§ **Your task**:
Rewrite the lines of the material below as a Markdown table with the columns "No." and "Entry", starting with the line containing "Can you confirm the presence of any shrub" and going through the last line of the material. Number each line and omit any blank lines.

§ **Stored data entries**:
* Begin *
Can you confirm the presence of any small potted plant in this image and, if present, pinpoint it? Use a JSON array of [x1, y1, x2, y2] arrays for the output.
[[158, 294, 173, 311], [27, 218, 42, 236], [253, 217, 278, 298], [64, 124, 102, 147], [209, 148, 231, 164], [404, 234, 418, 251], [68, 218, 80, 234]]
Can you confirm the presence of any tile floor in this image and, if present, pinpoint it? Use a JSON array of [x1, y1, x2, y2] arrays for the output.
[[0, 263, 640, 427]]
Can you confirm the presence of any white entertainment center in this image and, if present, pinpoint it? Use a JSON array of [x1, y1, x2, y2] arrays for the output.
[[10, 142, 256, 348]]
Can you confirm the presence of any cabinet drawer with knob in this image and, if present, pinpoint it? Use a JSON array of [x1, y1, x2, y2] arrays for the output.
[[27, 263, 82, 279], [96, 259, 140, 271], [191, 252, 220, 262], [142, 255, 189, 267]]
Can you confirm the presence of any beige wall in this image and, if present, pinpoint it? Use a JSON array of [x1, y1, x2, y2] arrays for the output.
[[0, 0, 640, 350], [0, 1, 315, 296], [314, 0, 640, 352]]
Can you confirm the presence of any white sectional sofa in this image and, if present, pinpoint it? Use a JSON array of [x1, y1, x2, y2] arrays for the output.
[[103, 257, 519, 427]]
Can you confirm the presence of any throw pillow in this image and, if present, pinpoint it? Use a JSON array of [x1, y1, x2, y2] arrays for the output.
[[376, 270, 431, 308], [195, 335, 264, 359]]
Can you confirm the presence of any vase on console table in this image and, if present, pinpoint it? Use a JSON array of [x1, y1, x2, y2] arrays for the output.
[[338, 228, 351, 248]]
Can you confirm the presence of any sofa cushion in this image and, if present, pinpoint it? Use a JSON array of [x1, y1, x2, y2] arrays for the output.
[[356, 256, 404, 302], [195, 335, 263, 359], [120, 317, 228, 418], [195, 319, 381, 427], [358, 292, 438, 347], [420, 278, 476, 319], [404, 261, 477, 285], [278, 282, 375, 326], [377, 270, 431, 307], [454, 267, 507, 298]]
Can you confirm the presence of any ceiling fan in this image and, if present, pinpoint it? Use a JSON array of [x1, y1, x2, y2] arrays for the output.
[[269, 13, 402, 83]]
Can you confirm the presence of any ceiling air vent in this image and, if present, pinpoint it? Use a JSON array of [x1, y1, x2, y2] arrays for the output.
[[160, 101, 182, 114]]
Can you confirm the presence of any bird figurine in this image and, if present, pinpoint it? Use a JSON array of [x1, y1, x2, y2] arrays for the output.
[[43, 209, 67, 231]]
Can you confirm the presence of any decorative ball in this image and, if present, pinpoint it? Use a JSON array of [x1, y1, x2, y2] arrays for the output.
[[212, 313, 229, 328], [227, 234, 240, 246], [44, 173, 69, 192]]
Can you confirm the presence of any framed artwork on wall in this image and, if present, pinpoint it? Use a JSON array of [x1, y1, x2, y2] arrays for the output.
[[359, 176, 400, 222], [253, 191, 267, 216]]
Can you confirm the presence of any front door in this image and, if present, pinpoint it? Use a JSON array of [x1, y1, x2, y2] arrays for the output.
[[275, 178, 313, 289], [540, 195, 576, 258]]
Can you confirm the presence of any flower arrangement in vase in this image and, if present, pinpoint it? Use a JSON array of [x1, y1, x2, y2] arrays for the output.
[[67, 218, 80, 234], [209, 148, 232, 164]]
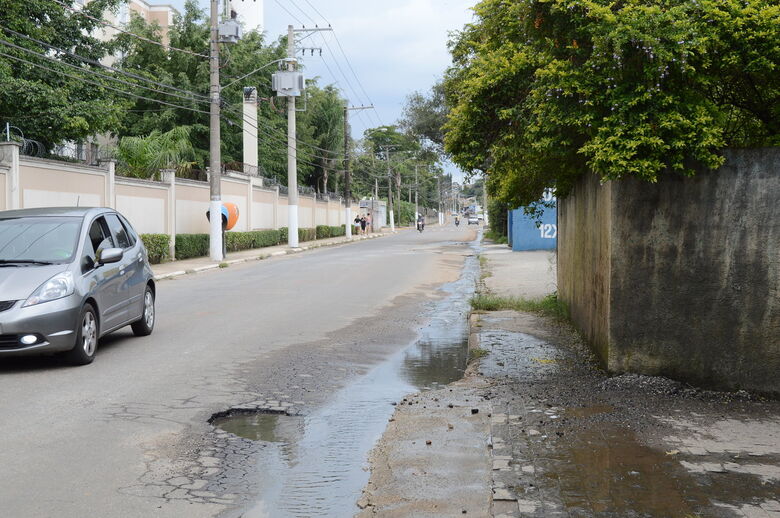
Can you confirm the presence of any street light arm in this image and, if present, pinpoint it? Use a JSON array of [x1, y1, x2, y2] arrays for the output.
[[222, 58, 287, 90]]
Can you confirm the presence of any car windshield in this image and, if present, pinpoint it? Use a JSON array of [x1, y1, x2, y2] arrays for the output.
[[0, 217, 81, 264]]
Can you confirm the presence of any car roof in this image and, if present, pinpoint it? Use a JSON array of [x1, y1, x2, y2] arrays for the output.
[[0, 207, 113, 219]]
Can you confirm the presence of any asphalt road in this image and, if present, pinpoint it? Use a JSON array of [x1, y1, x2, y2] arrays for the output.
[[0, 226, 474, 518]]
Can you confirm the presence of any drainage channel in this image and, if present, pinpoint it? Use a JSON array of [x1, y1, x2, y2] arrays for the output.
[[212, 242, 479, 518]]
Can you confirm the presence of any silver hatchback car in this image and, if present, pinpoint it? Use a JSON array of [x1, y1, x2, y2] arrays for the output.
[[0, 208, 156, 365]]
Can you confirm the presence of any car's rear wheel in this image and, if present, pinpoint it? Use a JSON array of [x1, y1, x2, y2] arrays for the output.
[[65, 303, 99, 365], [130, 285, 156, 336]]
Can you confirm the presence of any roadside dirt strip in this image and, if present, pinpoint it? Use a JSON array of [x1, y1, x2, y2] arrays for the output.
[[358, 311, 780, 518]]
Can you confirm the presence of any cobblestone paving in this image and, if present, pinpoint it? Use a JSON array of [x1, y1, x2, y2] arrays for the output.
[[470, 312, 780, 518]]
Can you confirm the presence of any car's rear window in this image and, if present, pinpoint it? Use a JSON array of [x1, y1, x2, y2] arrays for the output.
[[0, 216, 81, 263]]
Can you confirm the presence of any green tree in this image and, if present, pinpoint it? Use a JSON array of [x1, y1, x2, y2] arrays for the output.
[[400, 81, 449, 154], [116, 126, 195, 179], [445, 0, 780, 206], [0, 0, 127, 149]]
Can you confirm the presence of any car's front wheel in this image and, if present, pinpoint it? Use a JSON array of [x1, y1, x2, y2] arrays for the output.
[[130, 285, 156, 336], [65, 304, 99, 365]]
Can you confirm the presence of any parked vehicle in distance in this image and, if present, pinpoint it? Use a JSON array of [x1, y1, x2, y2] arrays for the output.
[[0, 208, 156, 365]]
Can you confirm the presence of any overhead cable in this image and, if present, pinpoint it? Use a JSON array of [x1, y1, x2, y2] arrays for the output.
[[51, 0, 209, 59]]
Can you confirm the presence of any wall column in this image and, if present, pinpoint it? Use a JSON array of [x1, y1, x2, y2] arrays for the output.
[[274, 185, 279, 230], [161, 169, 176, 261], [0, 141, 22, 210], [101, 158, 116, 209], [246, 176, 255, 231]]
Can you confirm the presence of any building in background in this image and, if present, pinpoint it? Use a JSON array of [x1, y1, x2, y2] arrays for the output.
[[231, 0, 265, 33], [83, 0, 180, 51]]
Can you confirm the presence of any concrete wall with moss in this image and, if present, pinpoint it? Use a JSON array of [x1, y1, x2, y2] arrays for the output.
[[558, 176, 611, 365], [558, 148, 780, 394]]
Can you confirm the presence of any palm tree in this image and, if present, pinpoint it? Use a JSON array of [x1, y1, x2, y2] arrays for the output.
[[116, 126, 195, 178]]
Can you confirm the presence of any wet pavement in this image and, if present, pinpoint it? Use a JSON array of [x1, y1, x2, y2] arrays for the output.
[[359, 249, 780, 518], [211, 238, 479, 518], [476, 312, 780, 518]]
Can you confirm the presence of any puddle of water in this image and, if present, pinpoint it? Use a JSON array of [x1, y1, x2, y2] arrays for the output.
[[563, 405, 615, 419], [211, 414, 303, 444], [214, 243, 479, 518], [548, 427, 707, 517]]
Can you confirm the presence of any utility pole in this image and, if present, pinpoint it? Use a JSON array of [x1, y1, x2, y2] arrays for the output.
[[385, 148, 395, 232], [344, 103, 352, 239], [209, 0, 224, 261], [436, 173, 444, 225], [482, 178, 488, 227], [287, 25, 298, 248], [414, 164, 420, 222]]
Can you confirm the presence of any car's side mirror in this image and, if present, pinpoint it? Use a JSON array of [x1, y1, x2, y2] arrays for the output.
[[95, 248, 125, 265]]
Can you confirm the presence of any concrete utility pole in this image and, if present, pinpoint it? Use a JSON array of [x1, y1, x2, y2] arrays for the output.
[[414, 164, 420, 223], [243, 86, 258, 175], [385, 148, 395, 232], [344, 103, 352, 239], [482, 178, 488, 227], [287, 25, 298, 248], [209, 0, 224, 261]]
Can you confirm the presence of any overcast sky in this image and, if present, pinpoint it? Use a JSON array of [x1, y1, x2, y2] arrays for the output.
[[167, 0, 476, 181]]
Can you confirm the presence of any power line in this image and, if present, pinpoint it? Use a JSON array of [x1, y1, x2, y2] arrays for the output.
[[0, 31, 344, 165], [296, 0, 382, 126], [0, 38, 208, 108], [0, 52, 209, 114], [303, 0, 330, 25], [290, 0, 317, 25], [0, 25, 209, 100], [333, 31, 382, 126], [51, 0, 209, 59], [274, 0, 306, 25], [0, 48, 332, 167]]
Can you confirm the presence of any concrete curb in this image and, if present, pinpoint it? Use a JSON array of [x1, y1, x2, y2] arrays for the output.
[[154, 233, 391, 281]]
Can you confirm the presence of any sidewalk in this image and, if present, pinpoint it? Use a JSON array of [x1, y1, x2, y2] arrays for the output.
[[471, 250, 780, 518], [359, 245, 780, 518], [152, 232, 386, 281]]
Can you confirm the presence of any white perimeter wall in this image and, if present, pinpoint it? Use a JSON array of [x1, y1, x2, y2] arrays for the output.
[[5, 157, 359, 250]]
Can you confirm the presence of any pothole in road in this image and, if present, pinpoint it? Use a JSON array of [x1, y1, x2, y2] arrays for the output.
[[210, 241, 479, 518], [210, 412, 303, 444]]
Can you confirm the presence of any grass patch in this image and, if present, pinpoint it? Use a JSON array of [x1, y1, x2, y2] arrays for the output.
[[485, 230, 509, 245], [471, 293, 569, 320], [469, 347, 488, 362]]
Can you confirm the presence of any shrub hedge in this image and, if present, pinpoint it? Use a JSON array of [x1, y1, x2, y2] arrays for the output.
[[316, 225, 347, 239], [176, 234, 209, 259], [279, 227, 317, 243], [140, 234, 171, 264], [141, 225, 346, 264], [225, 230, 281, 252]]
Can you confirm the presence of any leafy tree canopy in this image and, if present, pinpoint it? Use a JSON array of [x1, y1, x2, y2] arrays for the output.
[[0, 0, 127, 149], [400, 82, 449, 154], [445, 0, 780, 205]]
* End *
§ **The answer**:
| No. | Entry |
|---|---|
| 1 | Can you confirm the presence of any shrub hedge in this image and, if present, pinpoint it? Use a JSON array of [x1, y1, x2, y2] arrays for the output. |
| 2 | [[316, 225, 347, 239], [176, 234, 209, 259], [279, 227, 317, 243], [140, 234, 171, 264], [141, 225, 346, 264], [225, 230, 281, 252]] |
| 3 | Can you confirm the presence of any leafy tree canopy in this image and, if present, pinpoint it? Use a JSON array of [x1, y1, x2, y2] arrays for the output. |
| 4 | [[0, 0, 127, 149], [400, 82, 449, 154], [445, 0, 780, 205]] |